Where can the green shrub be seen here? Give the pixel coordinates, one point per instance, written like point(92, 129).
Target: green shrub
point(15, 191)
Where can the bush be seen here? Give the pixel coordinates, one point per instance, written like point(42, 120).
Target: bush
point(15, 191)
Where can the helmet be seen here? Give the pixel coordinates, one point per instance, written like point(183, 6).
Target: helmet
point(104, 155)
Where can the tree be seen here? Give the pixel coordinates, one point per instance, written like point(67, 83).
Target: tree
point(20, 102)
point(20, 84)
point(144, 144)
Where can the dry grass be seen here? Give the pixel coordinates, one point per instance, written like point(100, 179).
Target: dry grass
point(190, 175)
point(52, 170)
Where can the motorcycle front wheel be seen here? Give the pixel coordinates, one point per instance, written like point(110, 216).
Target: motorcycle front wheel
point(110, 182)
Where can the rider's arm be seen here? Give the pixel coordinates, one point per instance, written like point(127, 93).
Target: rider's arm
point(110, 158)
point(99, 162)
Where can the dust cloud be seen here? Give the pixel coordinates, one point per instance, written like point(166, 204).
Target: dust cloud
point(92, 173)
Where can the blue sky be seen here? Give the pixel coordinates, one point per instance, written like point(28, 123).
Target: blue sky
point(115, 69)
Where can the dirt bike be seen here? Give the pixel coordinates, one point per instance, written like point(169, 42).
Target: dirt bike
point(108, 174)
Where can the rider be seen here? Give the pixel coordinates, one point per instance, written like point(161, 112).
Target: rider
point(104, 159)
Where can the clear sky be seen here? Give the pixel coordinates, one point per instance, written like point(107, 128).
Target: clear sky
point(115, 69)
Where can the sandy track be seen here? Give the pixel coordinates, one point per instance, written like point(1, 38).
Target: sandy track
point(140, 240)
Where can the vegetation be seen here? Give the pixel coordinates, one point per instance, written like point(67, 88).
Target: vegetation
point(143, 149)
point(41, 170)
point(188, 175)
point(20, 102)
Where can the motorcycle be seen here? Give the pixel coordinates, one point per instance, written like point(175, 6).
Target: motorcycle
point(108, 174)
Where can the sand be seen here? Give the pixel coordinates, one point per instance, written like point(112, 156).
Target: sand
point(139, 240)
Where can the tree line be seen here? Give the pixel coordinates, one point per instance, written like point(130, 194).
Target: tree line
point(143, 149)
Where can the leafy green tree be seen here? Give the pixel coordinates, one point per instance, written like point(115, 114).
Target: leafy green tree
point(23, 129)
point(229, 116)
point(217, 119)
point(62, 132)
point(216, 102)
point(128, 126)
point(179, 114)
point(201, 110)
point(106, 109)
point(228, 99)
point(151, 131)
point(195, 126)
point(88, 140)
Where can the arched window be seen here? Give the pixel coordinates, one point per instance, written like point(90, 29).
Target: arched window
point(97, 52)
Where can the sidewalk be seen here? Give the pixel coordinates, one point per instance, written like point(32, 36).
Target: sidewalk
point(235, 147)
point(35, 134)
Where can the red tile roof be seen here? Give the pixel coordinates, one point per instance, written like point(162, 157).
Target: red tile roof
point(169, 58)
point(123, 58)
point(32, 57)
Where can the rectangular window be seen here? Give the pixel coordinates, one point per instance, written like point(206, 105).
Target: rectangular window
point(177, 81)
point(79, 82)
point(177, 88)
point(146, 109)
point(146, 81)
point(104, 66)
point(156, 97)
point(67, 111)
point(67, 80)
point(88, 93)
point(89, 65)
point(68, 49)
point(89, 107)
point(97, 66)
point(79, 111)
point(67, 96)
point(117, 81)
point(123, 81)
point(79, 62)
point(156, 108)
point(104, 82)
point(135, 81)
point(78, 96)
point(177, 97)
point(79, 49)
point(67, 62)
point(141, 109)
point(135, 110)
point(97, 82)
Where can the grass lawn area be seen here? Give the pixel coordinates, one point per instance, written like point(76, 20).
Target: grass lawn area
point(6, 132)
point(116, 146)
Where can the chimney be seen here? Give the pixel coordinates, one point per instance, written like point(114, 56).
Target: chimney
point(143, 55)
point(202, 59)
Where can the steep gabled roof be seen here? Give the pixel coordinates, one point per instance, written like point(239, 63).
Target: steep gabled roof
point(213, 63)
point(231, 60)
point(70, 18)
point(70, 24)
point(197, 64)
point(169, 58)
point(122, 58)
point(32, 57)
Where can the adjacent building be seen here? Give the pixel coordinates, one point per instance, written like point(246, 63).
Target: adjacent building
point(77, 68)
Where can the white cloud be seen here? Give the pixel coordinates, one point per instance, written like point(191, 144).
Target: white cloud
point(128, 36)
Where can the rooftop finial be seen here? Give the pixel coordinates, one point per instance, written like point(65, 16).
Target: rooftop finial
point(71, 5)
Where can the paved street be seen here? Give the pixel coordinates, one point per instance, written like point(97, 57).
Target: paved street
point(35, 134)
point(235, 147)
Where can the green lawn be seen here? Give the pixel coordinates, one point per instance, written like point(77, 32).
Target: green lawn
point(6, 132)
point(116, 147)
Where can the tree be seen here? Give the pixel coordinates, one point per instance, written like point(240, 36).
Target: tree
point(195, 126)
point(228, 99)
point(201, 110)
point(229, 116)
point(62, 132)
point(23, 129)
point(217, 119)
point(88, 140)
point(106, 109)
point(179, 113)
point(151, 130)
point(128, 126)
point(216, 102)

####

● EXERCISE:
Each record must be printed again, word for word, with nothing dropped.

● TASK ANSWER:
Where can the green shrub be seen here? Give the pixel coordinates, one point per instance, written like point(92, 129).
Target: green shrub
point(15, 191)
Where can the bush be seen here? Give the pixel coordinates, one point per instance, written like point(42, 120).
Target: bush
point(15, 191)
Where can the helmet be seen here? Give the pixel coordinates, one point per instance, written like point(183, 6).
Target: helmet
point(104, 155)
Where can the tree be seen here? Give the pixel coordinates, one point per instance, written like point(67, 83).
Target: tree
point(20, 102)
point(20, 84)
point(144, 144)
Where can the dry grass be seen here? Give the pixel coordinates, one point per instance, written like point(100, 179).
Target: dry grass
point(190, 175)
point(52, 170)
Where can the motorcycle front wheel be seen here? Give the pixel coordinates, one point per instance, written like point(110, 216).
Target: motorcycle front wheel
point(110, 182)
Where can the rider's arm be seen here? Give the pixel coordinates, one point per instance, written like point(127, 93).
Target: rider's arm
point(110, 158)
point(99, 162)
Where can the dust cloud be seen here? Give the pixel coordinates, one point per instance, written like point(166, 204).
Target: dust cloud
point(92, 173)
Where can the blue sky be seen here? Give the pixel coordinates, one point per instance, written like point(28, 123).
Target: blue sky
point(115, 69)
Where can the dirt bike be seen here? Give the pixel coordinates, one point per instance, written like point(169, 42).
Target: dirt bike
point(108, 174)
Where can the rider be seen here? Give the pixel coordinates, one point per instance, written like point(161, 112).
Target: rider
point(104, 159)
Where can the clear sky be seen here? Give the pixel coordinates, one point per instance, written like point(107, 128).
Target: clear sky
point(115, 69)
Where can the sandy track be seen here? Give the pixel coordinates, one point per instance, written like point(1, 38).
Target: sandy track
point(140, 240)
Where can the vegetation be seen here? Give the pixel coordinates, one point per instance, written like point(67, 88).
Target: vegetation
point(143, 149)
point(41, 170)
point(188, 175)
point(20, 102)
Where can the motorcycle be seen here? Give the pixel coordinates, one point per instance, written like point(175, 6).
Target: motorcycle
point(108, 174)
Where can the sand be seen here? Give the pixel coordinates, one point per instance, written like point(112, 156).
Target: sand
point(139, 240)
Where can the tree line be seen here? Give the pixel coordinates, one point per instance, written like point(130, 194).
Target: tree line
point(143, 149)
Where can the leafy green tree be seen here? Give the pixel coordinates, one point per instance, written like point(115, 114).
Target: leafy green tree
point(23, 129)
point(229, 116)
point(217, 119)
point(62, 132)
point(216, 102)
point(128, 126)
point(179, 114)
point(201, 110)
point(106, 109)
point(228, 99)
point(151, 131)
point(195, 126)
point(88, 140)
Where can the arched window be seen here? Give the pixel coordinates, one point per instance, written like point(90, 29).
Target: arched window
point(97, 52)
Where can the sidewalk be seen here? Give the pixel coordinates, one point per instance, written like point(32, 36).
Target: sidewalk
point(235, 147)
point(35, 134)
Where can the red tile roof be seen here? Give the pixel coordinates, one point per instance, written like point(162, 157).
Target: red tile roof
point(169, 58)
point(123, 58)
point(32, 57)
Where can the rectangular window be seen here? Give the pixel coordinates, one point per instance, written like point(206, 105).
Target: rectangular window
point(177, 81)
point(79, 82)
point(177, 88)
point(146, 109)
point(146, 81)
point(104, 66)
point(156, 97)
point(67, 111)
point(67, 80)
point(88, 93)
point(89, 65)
point(68, 49)
point(89, 107)
point(97, 66)
point(79, 111)
point(67, 96)
point(117, 81)
point(123, 81)
point(79, 62)
point(156, 108)
point(104, 82)
point(135, 81)
point(78, 96)
point(177, 97)
point(79, 49)
point(67, 62)
point(141, 109)
point(135, 110)
point(97, 82)
Where can the grass lawn area be seen here? Give the pixel coordinates, one point per instance, written like point(76, 20).
Target: grass lawn area
point(6, 132)
point(116, 146)
Where can the chimney be seen here? Give the pixel coordinates, one point per instance, written like point(114, 56).
Target: chimney
point(143, 55)
point(202, 59)
Where can the steep gabled roof be seen here? Give the pixel coordinates, one point per instance, written like point(239, 63).
Target: steep gabled roof
point(213, 63)
point(231, 60)
point(70, 18)
point(70, 24)
point(197, 64)
point(169, 58)
point(122, 58)
point(32, 57)
Where can the adjacent building be seen here? Give the pixel coordinates, one point per instance, written like point(246, 63).
Target: adjacent building
point(77, 68)
Where can the white cloud be seen here? Give the pixel coordinates, one point per instance, written like point(191, 144).
Target: white cloud
point(128, 36)
Where can the rooftop finial be seen here? Give the pixel coordinates, one point per instance, written like point(65, 16).
Target: rooftop finial
point(71, 5)
Where can the paved street be seen here? Give the pixel coordinates, one point per instance, written like point(97, 57).
Target: paved street
point(35, 134)
point(235, 147)
Where can the green lawn be seen here? Give the pixel coordinates, one point per instance, written like point(77, 32).
Target: green lawn
point(6, 132)
point(116, 147)
Where can the tree be seen here? Give the pixel coordinates, one point per instance, written like point(240, 36).
Target: tree
point(195, 126)
point(228, 99)
point(201, 110)
point(229, 116)
point(62, 132)
point(23, 129)
point(217, 119)
point(88, 140)
point(106, 109)
point(179, 113)
point(151, 130)
point(128, 126)
point(216, 102)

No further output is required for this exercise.